__Problem__:
Transcribe the records below exactly as they appear.

__Records shown__:
[Start]
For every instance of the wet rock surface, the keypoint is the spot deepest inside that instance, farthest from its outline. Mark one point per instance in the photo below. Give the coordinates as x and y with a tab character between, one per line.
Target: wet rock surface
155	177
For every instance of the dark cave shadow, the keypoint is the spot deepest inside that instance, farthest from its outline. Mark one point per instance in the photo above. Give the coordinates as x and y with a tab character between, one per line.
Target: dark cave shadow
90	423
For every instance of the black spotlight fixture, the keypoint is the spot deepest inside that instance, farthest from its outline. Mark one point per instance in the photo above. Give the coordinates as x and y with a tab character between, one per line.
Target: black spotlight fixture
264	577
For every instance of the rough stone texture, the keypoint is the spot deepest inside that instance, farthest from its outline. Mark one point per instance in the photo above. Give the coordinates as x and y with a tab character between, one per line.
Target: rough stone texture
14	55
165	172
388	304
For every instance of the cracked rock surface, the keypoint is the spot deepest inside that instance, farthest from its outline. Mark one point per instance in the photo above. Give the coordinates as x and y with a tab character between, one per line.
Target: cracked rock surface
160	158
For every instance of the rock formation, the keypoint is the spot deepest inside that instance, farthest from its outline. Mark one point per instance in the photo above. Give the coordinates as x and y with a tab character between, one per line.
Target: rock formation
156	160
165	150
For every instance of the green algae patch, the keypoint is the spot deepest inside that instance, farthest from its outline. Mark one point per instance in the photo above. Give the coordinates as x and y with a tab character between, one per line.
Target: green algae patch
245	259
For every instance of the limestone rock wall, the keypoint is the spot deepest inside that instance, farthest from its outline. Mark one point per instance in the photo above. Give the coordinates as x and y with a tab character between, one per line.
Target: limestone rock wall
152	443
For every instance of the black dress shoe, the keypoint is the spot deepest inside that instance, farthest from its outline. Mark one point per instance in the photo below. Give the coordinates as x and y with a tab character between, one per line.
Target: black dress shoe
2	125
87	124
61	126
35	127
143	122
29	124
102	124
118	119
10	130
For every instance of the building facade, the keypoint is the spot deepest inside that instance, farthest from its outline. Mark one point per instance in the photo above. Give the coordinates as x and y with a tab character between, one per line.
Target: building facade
[End]
__Exercise solution__:
For every instance of the wet rock surface, the keypoint is the spot deepest inside that instance, farthest from its outline. Mark one point per instance in the photo below. Give the coordinates as x and y with a tab character between, one per line.
Target: wet rock surface
155	177
For every instance of the dark cave shadow, the keypoint is the spot deepest inside that instance, farthest from its outline. Mark one point per instance in the photo above. Give the coordinates as x and y with a tab character between, one per line.
Target: dark cave shadow
90	423
For every instance of the black spotlight fixture, the keypoint is the spot deepest inside that instance, farthest from its outline. Mark one point per instance in the photo above. Give the coordinates as x and y with a tab character between, one per line.
Target: black spotlight fixture
264	577
For every instance of the rough stone texture, the keypoint is the spot deepest inside that instance, farthest from its outline. Mark one point per instance in the photo above. Give the coordinates as x and y with a tab character between, one per line.
Target: rough stone texture
14	55
165	172
388	304
For every instance of the cracked rock surface, the keypoint is the spot deepest inside that instance, farthest from its outline. Mark one point per instance in the photo above. Give the coordinates as x and y with a tab character between, one per line.
Target: cracked rock surface
160	158
For every instance of the rock formation, the keypoint is the spot deepest inside that instance, farthest from its outline. Mark one point per instance in the photo above. Give the coordinates as x and y with a tab character between, one per line.
Target: rock formation
156	160
165	150
For every instance of the green algae patch, the keypoint is the spot deepest inside that instance, farthest from its outline. Mark one point per instance in the photo above. Give the coordinates as x and y with a tab character between, one per line.
Target: green algae patch
245	259
For every instance of the limestone rock wall, the keypoint is the spot deepest inside that instance, farthest from its outline. Mark one point per instance in the photo above. Give the coordinates as x and y with a tab character between, one per line.
Target: limestone rock wall
152	443
For every instance of the black dress shoe, the keypoint is the spot deepest inside that instance, farthest from its outline. Mark one point per instance in the photo below. Give the coordinates as x and y with a tab character between, one per line.
Target: black dress shoe
2	125
87	124
61	126
35	127
143	122
29	124
102	124
118	119
10	130
For every instance of the building facade, the keypoint is the spot deepest inside that instance, farthest from its outline. Mark one point per instance in the photo above. Give the coordinates as x and y with a tab character between, one per line.
Target: building facade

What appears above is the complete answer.